-- START OF Page extract --

New User?   Join Now     Login            Forgot Password?    
Browse by Category
Articles
Games
Algorithms
Software
Browse Projects
XamlQuery v1.2
YtoX
Browse Topics
Apriori Algorithm  (42845 hits)
 Share this Article
 
Posted by Prabu Arumugam on Jul-21-2010
Languages: C#, Silverlight

This article explain the basics of association rules and how to find them using Apriori algorithm. The algorithm is implemented in C# and Silverlight and a live demonstration is available below with full source code.

Apriori Algorithm Demo in Silverlight

The Apriori algorithm for finding large itemsets and generating association rules using those large itemsets are illustrated in this demo. The source code of the demo is available for download below.

What is Data Mining and Association Rules

Data Mining is a technique for discovering useful information from large databases. Analyzing the data and extracting useful information can be potentially very profitable to a business. For example, if a seller can find the association between two products, critical decisions in pricing or product placements can be made in order to promote the business. By this way, the seller can concentrate the marketing efforts on every subset of customers who are very likely to buy the associated products.

-- END OF Page extract --
-- START OF Information shown --

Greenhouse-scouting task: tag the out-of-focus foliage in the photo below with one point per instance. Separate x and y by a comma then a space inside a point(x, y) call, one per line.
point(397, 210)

-- END OF Information shown --

== Objective A ==
Answer these questions about the Apriori algorithm article:
(i) Who posted it, and on what date?
(ii) Which languages is the algorithm implemented in?
(iii) How does the article define data mining?
== Objective B ==
Pick up the Apriori algorithm article where it stops and keep writing.
The data plays no part in this.

== Written response A ==
(i) Prabu Arumugam, on Jul-21-2010.
(ii) C# and Silverlight.
(iii) As a technique for discovering useful information from large databases.

== Written response B ==
Association Rules are used for discovering regularities between products in big transactional databases. A transaction is an event involving one or more of the products (items) in the business or domain; for example buying of goods by a consumer in a super market is a transaction. A set of items is usually referred as "itemset", and an itemset with "k" number of items is called "k-itemset".

The general form of an association rule is X => Y, where X and Y are two disjoint itemsets. The "support" of an itemset is the number of transactions that contain all the items of that itemset; whereas the support of an association rule is the number of transactions that contain all items of both X and Y. The "confidence" of an association rule is the ratio between its support and the support of X.

A given association rule X => Y is considered significant and useful, if it has high support and confidence values. The user will specify a threshold value for support and confidence, so that different degrees of significance can be observed based on these threshold values.

For more information on association rules, see http://en.wikipedia.org/wiki/Association_rule.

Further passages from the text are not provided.